LISTING |
════════════════
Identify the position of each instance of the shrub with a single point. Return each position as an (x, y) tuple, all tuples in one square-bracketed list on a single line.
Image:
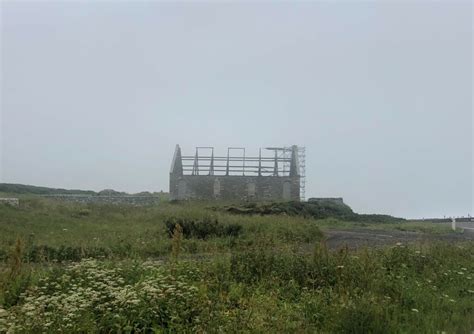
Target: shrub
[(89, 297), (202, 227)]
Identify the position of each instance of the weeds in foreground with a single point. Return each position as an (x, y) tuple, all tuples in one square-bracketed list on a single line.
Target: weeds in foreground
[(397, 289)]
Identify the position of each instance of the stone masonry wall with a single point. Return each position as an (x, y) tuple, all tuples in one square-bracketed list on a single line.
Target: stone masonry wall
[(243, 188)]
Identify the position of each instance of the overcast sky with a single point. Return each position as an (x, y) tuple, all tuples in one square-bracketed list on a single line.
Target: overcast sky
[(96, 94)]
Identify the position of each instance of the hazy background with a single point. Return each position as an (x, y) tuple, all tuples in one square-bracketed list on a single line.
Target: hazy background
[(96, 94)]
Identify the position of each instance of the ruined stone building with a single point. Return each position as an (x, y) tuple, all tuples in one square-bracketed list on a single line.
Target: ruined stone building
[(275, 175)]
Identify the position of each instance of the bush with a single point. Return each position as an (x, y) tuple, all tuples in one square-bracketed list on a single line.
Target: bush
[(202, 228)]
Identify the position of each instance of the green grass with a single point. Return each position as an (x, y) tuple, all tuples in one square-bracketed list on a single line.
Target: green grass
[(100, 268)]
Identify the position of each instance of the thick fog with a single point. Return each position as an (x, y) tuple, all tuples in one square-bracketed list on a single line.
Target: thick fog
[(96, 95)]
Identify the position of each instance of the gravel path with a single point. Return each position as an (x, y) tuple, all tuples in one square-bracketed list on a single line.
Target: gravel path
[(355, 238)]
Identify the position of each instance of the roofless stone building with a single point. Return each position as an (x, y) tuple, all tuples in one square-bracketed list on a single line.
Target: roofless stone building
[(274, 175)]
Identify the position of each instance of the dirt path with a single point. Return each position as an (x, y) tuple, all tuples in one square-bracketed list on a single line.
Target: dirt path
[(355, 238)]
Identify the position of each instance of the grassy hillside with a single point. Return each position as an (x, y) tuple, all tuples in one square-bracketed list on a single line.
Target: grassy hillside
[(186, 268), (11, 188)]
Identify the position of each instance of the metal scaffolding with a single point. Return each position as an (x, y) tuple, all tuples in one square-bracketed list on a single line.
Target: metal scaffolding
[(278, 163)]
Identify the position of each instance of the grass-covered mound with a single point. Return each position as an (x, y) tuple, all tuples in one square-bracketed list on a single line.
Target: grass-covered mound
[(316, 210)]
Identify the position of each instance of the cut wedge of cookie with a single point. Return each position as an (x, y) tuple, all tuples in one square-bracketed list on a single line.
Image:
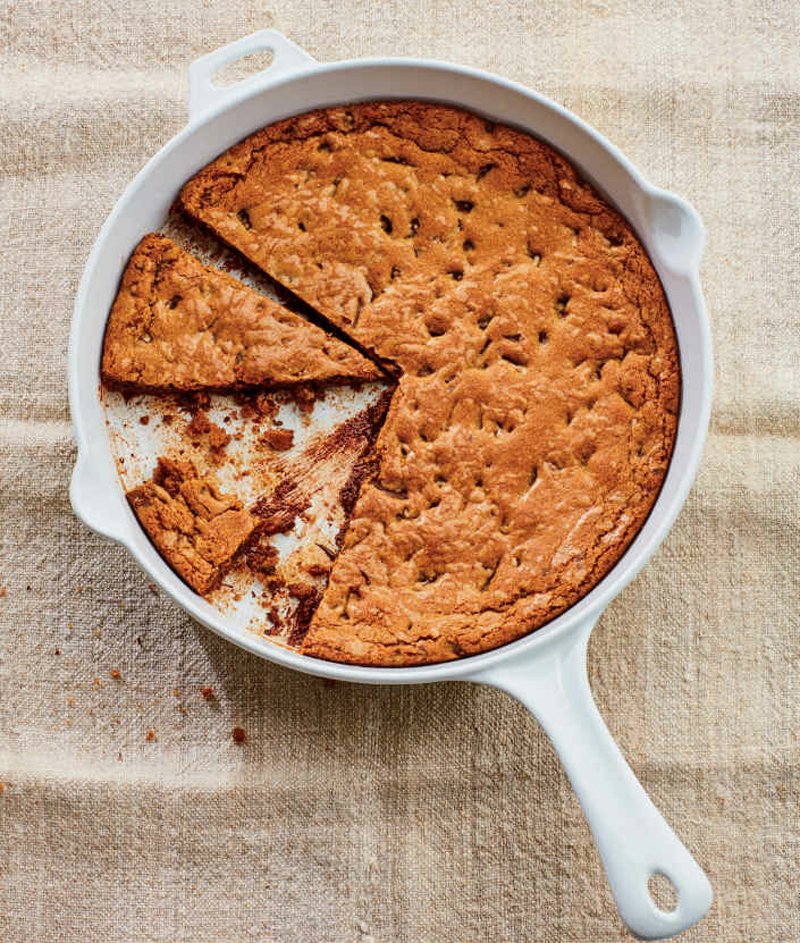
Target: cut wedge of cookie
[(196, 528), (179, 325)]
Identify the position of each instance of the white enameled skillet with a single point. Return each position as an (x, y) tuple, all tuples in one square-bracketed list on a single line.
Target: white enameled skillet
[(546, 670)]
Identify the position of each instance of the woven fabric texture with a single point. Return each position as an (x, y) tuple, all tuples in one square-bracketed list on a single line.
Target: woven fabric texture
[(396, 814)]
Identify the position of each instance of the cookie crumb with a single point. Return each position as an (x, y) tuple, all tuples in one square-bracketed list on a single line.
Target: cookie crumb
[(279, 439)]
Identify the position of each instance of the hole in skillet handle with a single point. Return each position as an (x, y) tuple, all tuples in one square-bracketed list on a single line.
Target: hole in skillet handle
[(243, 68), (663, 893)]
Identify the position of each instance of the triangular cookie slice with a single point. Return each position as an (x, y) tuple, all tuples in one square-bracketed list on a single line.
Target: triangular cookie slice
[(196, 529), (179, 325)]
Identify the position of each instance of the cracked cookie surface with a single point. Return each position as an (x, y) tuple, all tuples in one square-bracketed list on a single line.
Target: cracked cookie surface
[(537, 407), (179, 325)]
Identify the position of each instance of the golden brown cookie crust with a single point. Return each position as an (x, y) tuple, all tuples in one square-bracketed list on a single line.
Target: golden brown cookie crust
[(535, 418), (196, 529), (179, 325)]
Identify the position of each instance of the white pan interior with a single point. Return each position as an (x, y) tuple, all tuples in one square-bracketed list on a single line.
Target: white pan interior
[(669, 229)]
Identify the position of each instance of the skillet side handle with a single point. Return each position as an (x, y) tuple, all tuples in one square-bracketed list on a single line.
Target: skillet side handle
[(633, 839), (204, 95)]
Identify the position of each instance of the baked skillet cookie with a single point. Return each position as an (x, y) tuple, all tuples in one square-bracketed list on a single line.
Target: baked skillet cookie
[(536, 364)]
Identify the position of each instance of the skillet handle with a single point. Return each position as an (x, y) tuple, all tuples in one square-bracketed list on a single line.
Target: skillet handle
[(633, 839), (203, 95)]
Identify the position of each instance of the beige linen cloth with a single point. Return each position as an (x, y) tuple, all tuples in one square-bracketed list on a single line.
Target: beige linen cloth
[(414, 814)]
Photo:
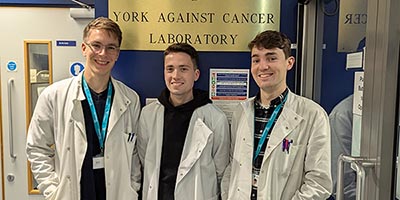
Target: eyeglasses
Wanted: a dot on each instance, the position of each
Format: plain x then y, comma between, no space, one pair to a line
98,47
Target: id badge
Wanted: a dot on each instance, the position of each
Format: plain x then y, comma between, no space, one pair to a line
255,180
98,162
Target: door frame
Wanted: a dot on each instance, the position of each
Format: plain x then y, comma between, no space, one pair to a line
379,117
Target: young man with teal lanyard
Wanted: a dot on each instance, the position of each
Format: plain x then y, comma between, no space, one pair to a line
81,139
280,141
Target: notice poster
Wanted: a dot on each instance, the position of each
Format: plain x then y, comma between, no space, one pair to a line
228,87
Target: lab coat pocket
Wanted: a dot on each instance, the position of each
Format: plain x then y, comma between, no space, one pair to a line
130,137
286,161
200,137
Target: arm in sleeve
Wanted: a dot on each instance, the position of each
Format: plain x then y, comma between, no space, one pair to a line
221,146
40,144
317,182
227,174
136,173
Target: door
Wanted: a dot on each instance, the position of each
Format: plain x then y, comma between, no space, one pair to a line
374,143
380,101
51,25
════════════════
Copy every one of the records above line for line, leaving the pictures out.

RESULT OF THE EXERCISE |
Identify the position of each instance of the shrub with a single point. Return each position as an (x, y) tuple, all tuples in one square-bracketed list on a single line.
Image:
Target: shrub
[(89, 297), (202, 227)]
Identify the position of each instance of the weeds in foreground with a single point. Return each position as an (x, y) tuple, all tuples in one square-bracketed list on a single line.
Target: weeds in foreground
[(397, 289)]
Identify the position of each instance of the stone masonry wall with a single point. Return each position as an (x, y) tuple, all tuples in one square-bracketed list on a single line.
Target: stone masonry wall
[(243, 188)]
Identify the position of each instance of the overcast sky with a single point. Return each position as an (x, y) tuple, all tuples in one square-bracketed list on a single line.
Target: overcast sky
[(96, 94)]
Identify the position of each instance of the hazy background with a single point. Return each position as an (x, y) tuple, all tuples in one square-bracketed list on a single line.
Target: hazy background
[(96, 94)]
Identify the position of each instance of the ruined stone building with a single point. Return each position as an (x, y) tuple, all tuples in one square-bracketed list on a single line.
Target: ruined stone building
[(275, 175)]
Identify the position of each instance of the bush with a single point. Return each position as an (x, y) tuple, all tuples in one square-bracketed list on a single line.
Target: bush
[(202, 228)]
Identify the position of each instance of the green grass with a single point. Return each position as an (x, y) tuple, all tuples in one square-bracketed list on a single line.
Target: green grass
[(100, 268)]
Identify the position of each instance of the thick fog with a single point. Return each position as an (x, y) tuple, all tuples in one square-bracketed list on a single line.
Target: thick fog
[(96, 95)]
Identify the position of each instance of the gravel path with a single point. Return each position as an (x, y) tuple, all tuples in one square-bracketed list on a single line.
Target: gravel path
[(355, 238)]
Identify the position of each instance of the roofless stone building with a single point. Return each position as an (x, y) tuple, all tuples in one square-bracketed list on a single line.
Target: roofless stone building
[(274, 175)]
Identify the position of each instance of the dirt path with a single point. Return each position as an (x, y) tuple, all tuples in one square-bracketed list on a single line.
Target: dirt path
[(355, 238)]
Identify the position of each instance of the grassy hillside with a single point. Return each position as an (x, y) tuple, all tuples in one square-bracketed list on a single line.
Target: grassy hillside
[(186, 268), (11, 188)]
Identify the position of each instance of the metal scaffolding with a single point. Return each position as an (x, y) tuple, all tuples in one square-bracketed list on a single line.
Target: metal scaffolding
[(278, 163)]
Identify the position of each instance of the grass-covered mound with a single point. Return each position as an (x, y) tuple, all tuples in one square-bracketed list on a single line.
Target: grass-covered mound
[(316, 210)]
Identify the position of each instance of the cut wedge of cookie with a single point. Return each position as an (x, y) tuple, all tuples in one square-bracketed list on a single line.
Image:
Target: cut wedge of cookie
[(196, 528), (179, 325)]
Identify the position of each instance of the white enameled skillet with a single point. Return each position as an (x, y) tuple, all tuples in one square-bracketed list on a single line.
Target: white enameled skillet
[(546, 670)]
Identify the position of each instance of the woven fabric texture with a single point. Return each position as an (x, y) tuple, all tuples in one square-bracketed list on a single line.
Target: woven fabric texture
[(396, 814)]
Identify the position of each instance of the cookie crumb with a single point. Return each position as an (x, y) tuple, all tuples in one square-bracketed list on a single line.
Target: cookie crumb
[(279, 439)]
Identify the position of each instance of the hole in skillet handle with a single point. Return each position as an (x, y) tuple, all tuples in one square-bracketed list on a single line.
Target: hole in skillet handle
[(243, 68), (663, 893)]
Identify the position of each instance of the triangular cookie slice with a single point. Return each position as an (x, y) tuple, all tuples in one square-bracketed list on a single line.
Target: triangular cookie slice
[(196, 529), (179, 325)]
Identify the position of each instance of the cracked cookie surface with a single point. Return each position as an (x, y) tuple, all tuples in one square-bracketed list on a single line.
Target: cracked cookie surface
[(537, 407), (179, 325)]
Identify the position of each instance of the golden brown cookie crust with a single point. Return each position as an (x, y) tuple, all tuples in one square-bracketed list on a single line.
Target: golden brown cookie crust
[(535, 418), (196, 529), (179, 325)]
Identify the position of each instance of the white pan interior with a single point. Return each position as an (x, y) tuple, all tuples in one square-bracketed list on a single line.
Target: white pan interior
[(669, 229)]
Identify the position of each instance of the skillet side handle with a single point. Return each position as an (x, y) tuple, all tuples in one square-bracketed list on a single line.
Target: skillet side handle
[(633, 839), (204, 95)]
Identify the position of each instance of the baked skillet cookie with a single point. Return each position as an (x, y) tuple, all tuples in one square-bracketed list on a single line.
Target: baked skillet cookie
[(536, 364)]
Identify the position of each instance of the skillet handle with a single point. Return each position as an (x, y) tuple, all tuples in one square-bracketed list on a single line.
Target: skillet handle
[(633, 839), (203, 95)]
Identify the position of each instance of the beige linen cloth with a single point. Return each position as an (x, y) tuple, all tuples in one square-bracketed list on a single line.
Target: beige linen cloth
[(414, 814)]
Photo:
Target: eyeglasses
Wanted: a dot on each instance, the position of each
Format: plain x then y, comma between, no space, one pair to a line
98,47
Target: id badge
Wanted: a dot on each instance, the position of each
Format: plain x then y, comma between, no space, one pair to a line
255,180
98,162
Target: door frame
Wanted: a dot on each instance, the position of each
Format: plain x then y, comma between, no space, one pair to a line
379,117
Target: young man with teal lanyard
Wanted: a dot on each instance, the position of each
Format: plain x then y, comma between, no space, one pair to a line
81,139
280,141
Target: notice poster
Wanted: a dot on each instance, the position of each
Format: plain x then y, comma between, no space, one pair to a line
228,87
Target: lab coat pocket
Wanted: a dot on each instance, the position of each
Format: plain x then y, comma between, no space, one pair to a line
130,137
286,161
200,137
Target: arm in sleeve
Wanted: a dot on each instance, the position of each
Format: plain x then y, comma between, no space, one pair to a line
221,146
40,144
317,182
227,174
136,173
Target: door
Wanted: a dot on each instance, the position of each
Format: plain x then y, comma between, no space, one pair to a line
374,143
380,101
51,25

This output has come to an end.